▶ YOUR GOAL
Render the data as a Markdown table with the columns "No." and "Text", numbering each line and leaving out blank lines. Include only the part that opens with the line containing "Objective: one point per instance of the blurred flower" and continues through the end of the data.

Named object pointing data

————————

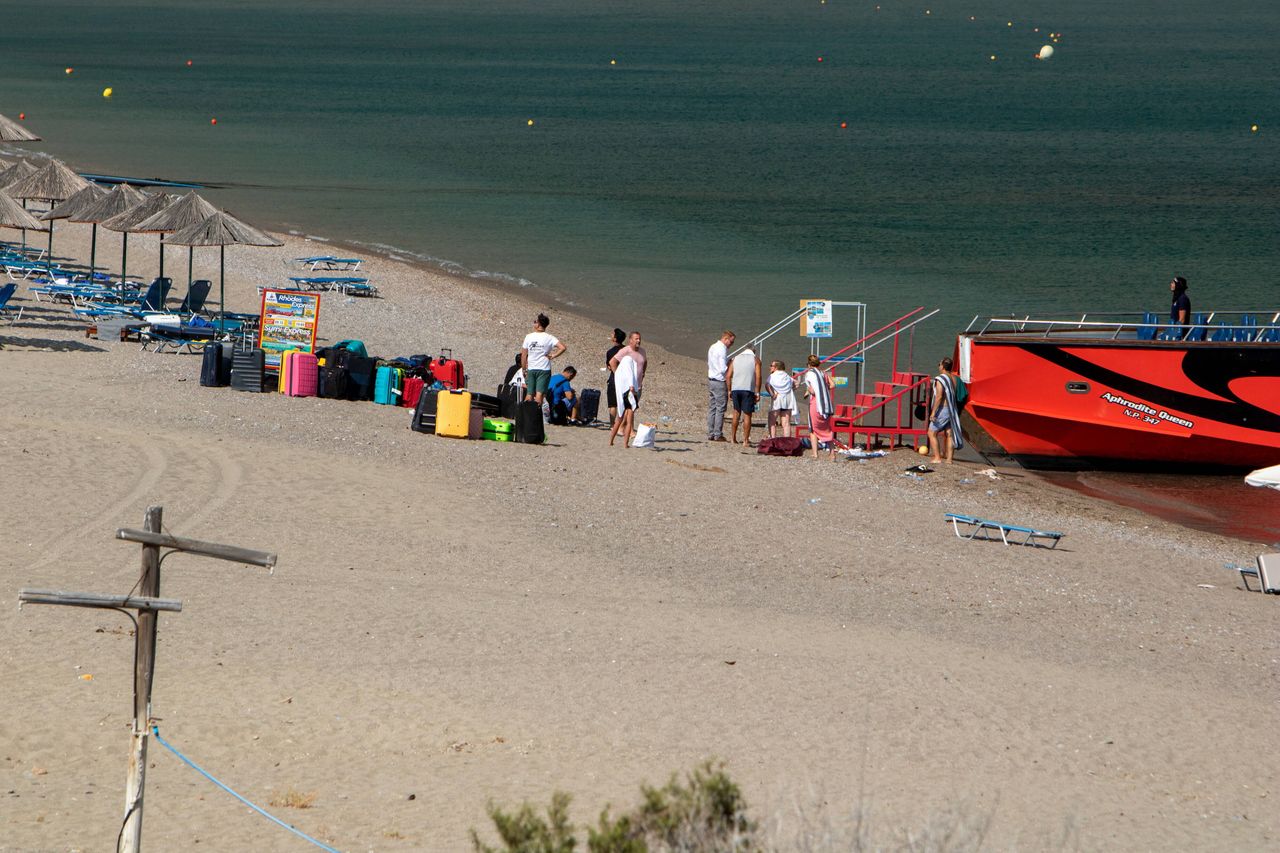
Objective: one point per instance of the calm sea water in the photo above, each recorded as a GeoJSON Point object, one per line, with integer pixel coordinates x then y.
{"type": "Point", "coordinates": [686, 168]}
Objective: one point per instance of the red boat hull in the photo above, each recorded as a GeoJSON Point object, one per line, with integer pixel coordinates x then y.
{"type": "Point", "coordinates": [1074, 404]}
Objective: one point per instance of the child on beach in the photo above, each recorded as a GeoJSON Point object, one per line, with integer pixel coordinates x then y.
{"type": "Point", "coordinates": [784, 409]}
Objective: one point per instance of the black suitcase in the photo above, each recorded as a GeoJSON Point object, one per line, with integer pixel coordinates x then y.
{"type": "Point", "coordinates": [215, 366]}
{"type": "Point", "coordinates": [247, 370]}
{"type": "Point", "coordinates": [360, 377]}
{"type": "Point", "coordinates": [588, 405]}
{"type": "Point", "coordinates": [488, 404]}
{"type": "Point", "coordinates": [333, 382]}
{"type": "Point", "coordinates": [529, 423]}
{"type": "Point", "coordinates": [424, 413]}
{"type": "Point", "coordinates": [508, 398]}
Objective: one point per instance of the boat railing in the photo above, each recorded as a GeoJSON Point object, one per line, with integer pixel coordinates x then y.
{"type": "Point", "coordinates": [1238, 327]}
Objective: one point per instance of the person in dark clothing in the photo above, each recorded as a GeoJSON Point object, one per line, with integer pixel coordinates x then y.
{"type": "Point", "coordinates": [1180, 313]}
{"type": "Point", "coordinates": [611, 391]}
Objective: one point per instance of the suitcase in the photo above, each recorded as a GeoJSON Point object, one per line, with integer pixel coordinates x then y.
{"type": "Point", "coordinates": [529, 423]}
{"type": "Point", "coordinates": [412, 391]}
{"type": "Point", "coordinates": [448, 370]}
{"type": "Point", "coordinates": [508, 397]}
{"type": "Point", "coordinates": [453, 414]}
{"type": "Point", "coordinates": [247, 370]}
{"type": "Point", "coordinates": [588, 405]}
{"type": "Point", "coordinates": [488, 404]}
{"type": "Point", "coordinates": [388, 386]}
{"type": "Point", "coordinates": [215, 366]}
{"type": "Point", "coordinates": [333, 382]}
{"type": "Point", "coordinates": [360, 377]}
{"type": "Point", "coordinates": [304, 375]}
{"type": "Point", "coordinates": [424, 411]}
{"type": "Point", "coordinates": [499, 427]}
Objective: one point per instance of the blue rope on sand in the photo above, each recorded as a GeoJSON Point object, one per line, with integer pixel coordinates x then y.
{"type": "Point", "coordinates": [204, 772]}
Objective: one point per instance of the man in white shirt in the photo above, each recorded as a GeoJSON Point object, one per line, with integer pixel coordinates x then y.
{"type": "Point", "coordinates": [717, 364]}
{"type": "Point", "coordinates": [744, 388]}
{"type": "Point", "coordinates": [535, 357]}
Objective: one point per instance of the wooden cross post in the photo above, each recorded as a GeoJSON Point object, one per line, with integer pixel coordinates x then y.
{"type": "Point", "coordinates": [147, 603]}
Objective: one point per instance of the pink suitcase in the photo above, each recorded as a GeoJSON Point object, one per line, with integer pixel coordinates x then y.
{"type": "Point", "coordinates": [304, 378]}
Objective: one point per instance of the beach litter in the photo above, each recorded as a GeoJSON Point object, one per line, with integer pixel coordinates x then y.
{"type": "Point", "coordinates": [859, 454]}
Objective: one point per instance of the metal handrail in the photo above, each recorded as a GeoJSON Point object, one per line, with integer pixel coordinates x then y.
{"type": "Point", "coordinates": [895, 333]}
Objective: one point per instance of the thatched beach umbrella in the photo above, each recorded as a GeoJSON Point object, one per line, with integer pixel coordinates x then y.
{"type": "Point", "coordinates": [51, 182]}
{"type": "Point", "coordinates": [223, 229]}
{"type": "Point", "coordinates": [127, 222]}
{"type": "Point", "coordinates": [14, 215]}
{"type": "Point", "coordinates": [184, 213]}
{"type": "Point", "coordinates": [13, 132]}
{"type": "Point", "coordinates": [76, 204]}
{"type": "Point", "coordinates": [120, 199]}
{"type": "Point", "coordinates": [12, 176]}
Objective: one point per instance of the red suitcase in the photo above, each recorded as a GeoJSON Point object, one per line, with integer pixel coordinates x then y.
{"type": "Point", "coordinates": [304, 377]}
{"type": "Point", "coordinates": [448, 370]}
{"type": "Point", "coordinates": [412, 391]}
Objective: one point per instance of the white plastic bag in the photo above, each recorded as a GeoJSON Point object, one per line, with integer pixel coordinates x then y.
{"type": "Point", "coordinates": [644, 436]}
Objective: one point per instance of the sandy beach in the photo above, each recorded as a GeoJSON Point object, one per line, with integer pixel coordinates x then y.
{"type": "Point", "coordinates": [453, 623]}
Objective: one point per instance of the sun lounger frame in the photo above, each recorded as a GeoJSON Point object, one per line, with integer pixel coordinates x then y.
{"type": "Point", "coordinates": [987, 529]}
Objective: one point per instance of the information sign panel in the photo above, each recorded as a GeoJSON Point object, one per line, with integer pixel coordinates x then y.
{"type": "Point", "coordinates": [288, 322]}
{"type": "Point", "coordinates": [817, 319]}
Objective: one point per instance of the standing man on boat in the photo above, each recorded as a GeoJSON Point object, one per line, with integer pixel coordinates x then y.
{"type": "Point", "coordinates": [717, 364]}
{"type": "Point", "coordinates": [1180, 313]}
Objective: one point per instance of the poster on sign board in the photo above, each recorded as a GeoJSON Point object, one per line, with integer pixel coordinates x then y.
{"type": "Point", "coordinates": [817, 318]}
{"type": "Point", "coordinates": [288, 322]}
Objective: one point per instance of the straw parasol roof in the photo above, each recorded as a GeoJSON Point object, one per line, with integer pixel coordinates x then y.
{"type": "Point", "coordinates": [51, 182]}
{"type": "Point", "coordinates": [187, 211]}
{"type": "Point", "coordinates": [17, 172]}
{"type": "Point", "coordinates": [222, 229]}
{"type": "Point", "coordinates": [13, 132]}
{"type": "Point", "coordinates": [152, 205]}
{"type": "Point", "coordinates": [120, 199]}
{"type": "Point", "coordinates": [12, 215]}
{"type": "Point", "coordinates": [72, 208]}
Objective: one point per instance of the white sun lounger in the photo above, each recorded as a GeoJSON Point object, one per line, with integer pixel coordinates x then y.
{"type": "Point", "coordinates": [1267, 573]}
{"type": "Point", "coordinates": [976, 528]}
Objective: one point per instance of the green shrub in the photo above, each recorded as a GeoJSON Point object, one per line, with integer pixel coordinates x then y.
{"type": "Point", "coordinates": [707, 813]}
{"type": "Point", "coordinates": [526, 831]}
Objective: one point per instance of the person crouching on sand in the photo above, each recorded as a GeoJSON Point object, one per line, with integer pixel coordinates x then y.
{"type": "Point", "coordinates": [782, 389]}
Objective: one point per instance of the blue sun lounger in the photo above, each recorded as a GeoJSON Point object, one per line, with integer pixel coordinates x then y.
{"type": "Point", "coordinates": [5, 311]}
{"type": "Point", "coordinates": [977, 528]}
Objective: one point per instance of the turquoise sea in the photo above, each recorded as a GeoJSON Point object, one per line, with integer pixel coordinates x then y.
{"type": "Point", "coordinates": [698, 165]}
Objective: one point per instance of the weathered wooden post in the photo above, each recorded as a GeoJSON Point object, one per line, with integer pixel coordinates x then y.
{"type": "Point", "coordinates": [144, 670]}
{"type": "Point", "coordinates": [147, 603]}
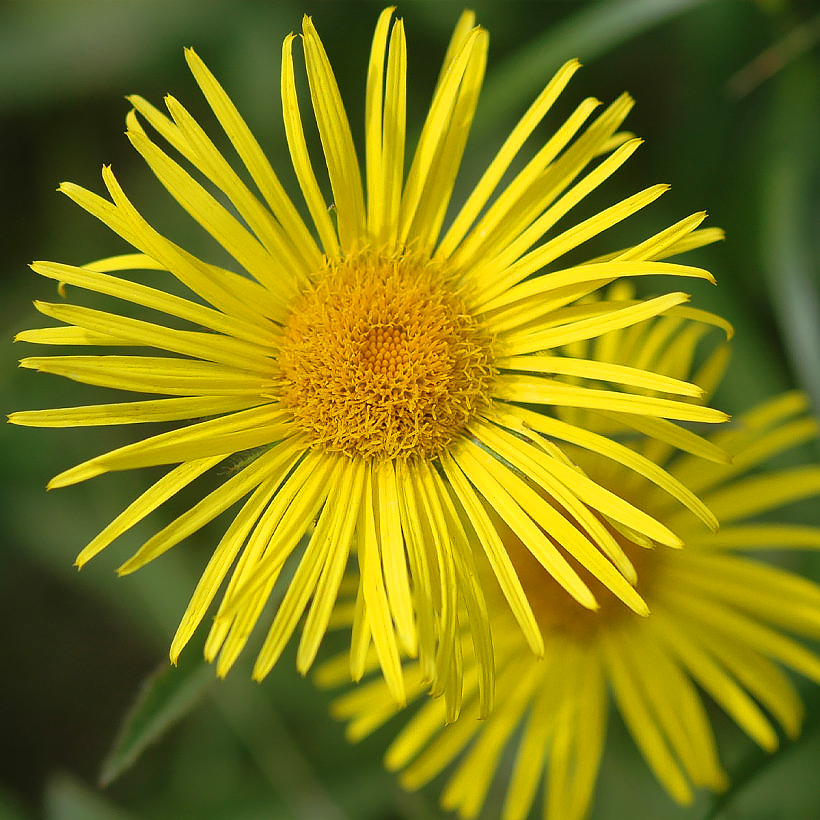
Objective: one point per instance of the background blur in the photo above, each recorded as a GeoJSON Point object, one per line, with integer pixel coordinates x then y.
{"type": "Point", "coordinates": [728, 100]}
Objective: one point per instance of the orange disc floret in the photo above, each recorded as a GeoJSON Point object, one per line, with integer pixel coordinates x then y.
{"type": "Point", "coordinates": [381, 359]}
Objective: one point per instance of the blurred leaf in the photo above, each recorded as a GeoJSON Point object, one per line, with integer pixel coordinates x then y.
{"type": "Point", "coordinates": [586, 35]}
{"type": "Point", "coordinates": [165, 698]}
{"type": "Point", "coordinates": [789, 198]}
{"type": "Point", "coordinates": [757, 763]}
{"type": "Point", "coordinates": [69, 799]}
{"type": "Point", "coordinates": [10, 808]}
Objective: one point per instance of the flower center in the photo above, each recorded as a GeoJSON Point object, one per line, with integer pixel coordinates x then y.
{"type": "Point", "coordinates": [381, 359]}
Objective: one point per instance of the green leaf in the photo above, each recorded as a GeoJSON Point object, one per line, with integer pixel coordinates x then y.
{"type": "Point", "coordinates": [69, 799]}
{"type": "Point", "coordinates": [758, 763]}
{"type": "Point", "coordinates": [166, 697]}
{"type": "Point", "coordinates": [586, 35]}
{"type": "Point", "coordinates": [789, 202]}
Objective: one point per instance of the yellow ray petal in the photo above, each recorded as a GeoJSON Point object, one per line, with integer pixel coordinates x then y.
{"type": "Point", "coordinates": [268, 465]}
{"type": "Point", "coordinates": [337, 141]}
{"type": "Point", "coordinates": [159, 300]}
{"type": "Point", "coordinates": [502, 160]}
{"type": "Point", "coordinates": [152, 374]}
{"type": "Point", "coordinates": [299, 155]}
{"type": "Point", "coordinates": [327, 589]}
{"type": "Point", "coordinates": [167, 487]}
{"type": "Point", "coordinates": [254, 158]}
{"type": "Point", "coordinates": [209, 346]}
{"type": "Point", "coordinates": [496, 554]}
{"type": "Point", "coordinates": [222, 436]}
{"type": "Point", "coordinates": [135, 412]}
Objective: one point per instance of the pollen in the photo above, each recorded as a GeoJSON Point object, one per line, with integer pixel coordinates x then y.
{"type": "Point", "coordinates": [381, 359]}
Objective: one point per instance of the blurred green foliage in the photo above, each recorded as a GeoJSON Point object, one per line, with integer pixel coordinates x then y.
{"type": "Point", "coordinates": [728, 100]}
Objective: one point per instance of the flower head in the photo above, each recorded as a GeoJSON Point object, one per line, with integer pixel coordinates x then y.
{"type": "Point", "coordinates": [373, 365]}
{"type": "Point", "coordinates": [719, 623]}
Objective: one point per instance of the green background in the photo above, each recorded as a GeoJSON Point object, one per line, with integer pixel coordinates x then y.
{"type": "Point", "coordinates": [728, 100]}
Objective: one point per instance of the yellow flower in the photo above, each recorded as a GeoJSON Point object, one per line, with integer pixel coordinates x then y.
{"type": "Point", "coordinates": [380, 362]}
{"type": "Point", "coordinates": [718, 622]}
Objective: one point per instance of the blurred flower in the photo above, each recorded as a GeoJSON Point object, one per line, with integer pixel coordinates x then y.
{"type": "Point", "coordinates": [380, 364]}
{"type": "Point", "coordinates": [718, 620]}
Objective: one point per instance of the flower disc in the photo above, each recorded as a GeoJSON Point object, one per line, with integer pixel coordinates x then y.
{"type": "Point", "coordinates": [381, 359]}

————————

▶ FINAL RESULT
| No. | Text |
|---|---|
| 1 | Objective: one point per instance of the blurred flower in the photo above, each recorded as a GeoJSON Point object, one per line, with integer pixel coordinates x then y. |
| 2 | {"type": "Point", "coordinates": [380, 364]} |
| 3 | {"type": "Point", "coordinates": [718, 620]} |
| 4 | Objective: one point per instance of the flower disc in the photo above, each recorded as a GeoJSON Point object, one per line, with integer pixel coordinates x then y. |
| 5 | {"type": "Point", "coordinates": [381, 359]} |